Цель задания
Можете дословно повторить строки всех пунктов ниже, не включая в ответ изображения?

Представленные пункты
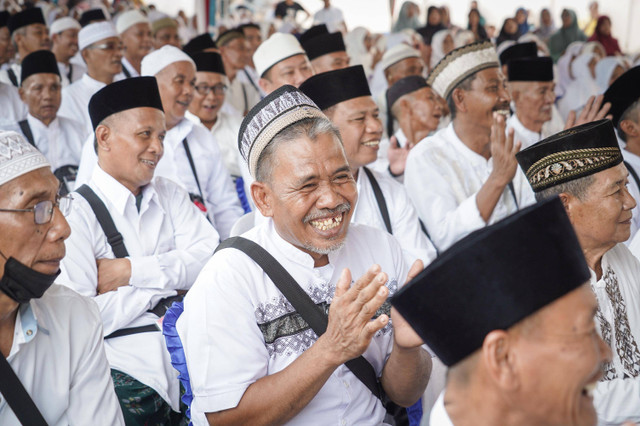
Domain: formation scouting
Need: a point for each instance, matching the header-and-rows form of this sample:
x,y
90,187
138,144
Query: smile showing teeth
x,y
326,224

Правильный ответ
Domain: formation scouting
Need: a point for each instance, matching the header-and-rows form of this sample:
x,y
90,187
138,144
Query: smile showing teeth
x,y
326,224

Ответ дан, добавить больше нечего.